→ **WORK TO DO**
Return each line of the material below that contains the word "bicycle". Case matters.

══ DATA SHOWN ══

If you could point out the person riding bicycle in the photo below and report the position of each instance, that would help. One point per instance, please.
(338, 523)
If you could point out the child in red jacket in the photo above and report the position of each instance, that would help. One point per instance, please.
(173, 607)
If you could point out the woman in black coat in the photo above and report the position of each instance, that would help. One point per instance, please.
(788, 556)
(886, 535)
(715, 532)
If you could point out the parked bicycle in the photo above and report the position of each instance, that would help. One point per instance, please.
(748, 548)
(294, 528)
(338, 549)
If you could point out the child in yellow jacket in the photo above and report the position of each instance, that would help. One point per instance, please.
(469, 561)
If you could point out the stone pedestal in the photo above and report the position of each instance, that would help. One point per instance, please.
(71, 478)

═══
══ DATA SHOWN ══

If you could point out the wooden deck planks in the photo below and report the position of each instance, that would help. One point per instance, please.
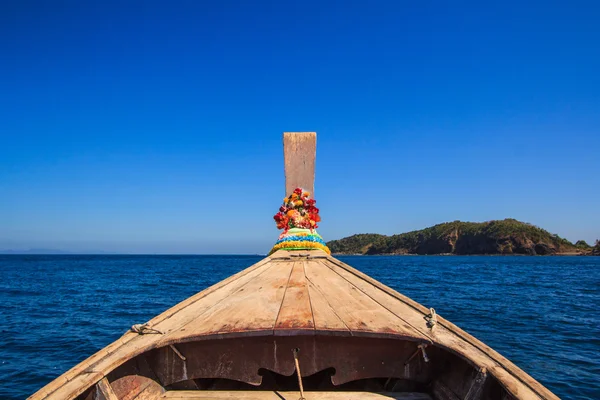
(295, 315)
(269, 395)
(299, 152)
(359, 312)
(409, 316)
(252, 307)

═══

→ **RESPONSE**
If you could point out the person riding bicycle in the photo below and report the position of each instance, that would help. One point per instance, please.
If you could point out the parked bicycle in the photo above and report the position of each instance, that would help. One point per instance, please.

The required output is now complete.